In the passage on teaching communication skills, after how many minutes does the average attention span in a lecture begin to decline?

*EXCERPTED PASSAGE:*
|---|
Role play has the important advantage that learners can step into the role of patient as well as physician and in that way experience how it feels from ‘both sides’. Even without giving feedback, this is an important and revealing experience. Practicing with simulated patients often feels closer to the reality of clinical practice than role play, and they can be trained for their educational tasks and can be scheduled when needed. Lectures are not as effective in the learning of skills, although in combination with other methods, they do serve an important purpose. Even when transmitting knowledge, lectures are only effective if they are clear and well structured, interactive, used in combination with other teaching methods/discussions and relate to the learner’s ‘real life’ problems and challenges. The difficulty with lectures is that the average attention span declines after 15-20 minutes, retention rate is low. It is only 5% - 10% for reading, but increases to 50 % for group discussions, which can be incorporated in lectures, but seldom are. It is also not possible to address individual needs of learners in a lecture and adjust the content to these needs, something that is very necessary with regard to person-centered communication skills [15,22,23].





Clinical practice requires physicians who are clinically competent. This means they should be able to integrate knowledge, (person-centered) communication skills and other medical technical skills (physical examination and other procedures), but they should also have adequate problem-solving skills to integrate diagnostics and management as well. This poses medical curricula with a considerable challenge, because it would be best if curricula would take all the aspects influencing person-centred communication skills and all said above into account. Unfortunately, even though the subject gets attention, many curricula have isolated communication skills programmes. Communications skills and patient centeredness are taught and practised in separate courses and without integrating other aspects like medical knowledge and other skills in that same course and without alternating training with clinical practice.
|---|
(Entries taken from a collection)
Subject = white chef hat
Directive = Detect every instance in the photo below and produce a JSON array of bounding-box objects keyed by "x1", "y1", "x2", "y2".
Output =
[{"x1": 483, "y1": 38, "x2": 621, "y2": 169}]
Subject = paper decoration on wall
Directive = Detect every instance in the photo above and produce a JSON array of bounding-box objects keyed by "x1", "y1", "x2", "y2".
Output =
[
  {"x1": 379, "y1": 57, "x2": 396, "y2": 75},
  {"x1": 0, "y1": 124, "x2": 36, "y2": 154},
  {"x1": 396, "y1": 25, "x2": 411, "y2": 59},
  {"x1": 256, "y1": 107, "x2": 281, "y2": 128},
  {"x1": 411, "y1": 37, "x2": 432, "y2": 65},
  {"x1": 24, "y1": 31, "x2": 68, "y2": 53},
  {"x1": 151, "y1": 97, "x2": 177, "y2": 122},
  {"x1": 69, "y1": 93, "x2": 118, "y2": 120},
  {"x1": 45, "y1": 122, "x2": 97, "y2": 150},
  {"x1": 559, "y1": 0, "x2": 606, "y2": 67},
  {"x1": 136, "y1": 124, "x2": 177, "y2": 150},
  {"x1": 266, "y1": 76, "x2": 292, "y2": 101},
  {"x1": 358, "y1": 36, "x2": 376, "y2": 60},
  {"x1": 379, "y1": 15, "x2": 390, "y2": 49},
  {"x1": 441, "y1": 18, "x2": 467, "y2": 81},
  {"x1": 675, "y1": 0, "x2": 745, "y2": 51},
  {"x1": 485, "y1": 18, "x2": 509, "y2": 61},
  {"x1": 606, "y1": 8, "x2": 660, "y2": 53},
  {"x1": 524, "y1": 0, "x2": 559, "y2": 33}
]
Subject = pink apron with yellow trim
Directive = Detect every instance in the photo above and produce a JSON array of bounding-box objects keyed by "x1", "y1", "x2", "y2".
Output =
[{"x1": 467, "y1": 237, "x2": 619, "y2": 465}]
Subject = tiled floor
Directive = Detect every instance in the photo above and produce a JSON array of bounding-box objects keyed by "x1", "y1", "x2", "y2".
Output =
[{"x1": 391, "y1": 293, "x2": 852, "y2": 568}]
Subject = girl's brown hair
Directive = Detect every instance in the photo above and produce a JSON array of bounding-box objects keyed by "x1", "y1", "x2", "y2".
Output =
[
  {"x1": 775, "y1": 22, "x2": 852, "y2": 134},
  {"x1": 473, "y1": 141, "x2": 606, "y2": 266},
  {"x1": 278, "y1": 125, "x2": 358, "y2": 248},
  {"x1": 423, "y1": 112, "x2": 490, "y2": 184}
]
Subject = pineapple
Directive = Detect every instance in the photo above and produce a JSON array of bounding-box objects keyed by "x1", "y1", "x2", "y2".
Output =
|---|
*ANSWER BOX:*
After 15-20 minutes.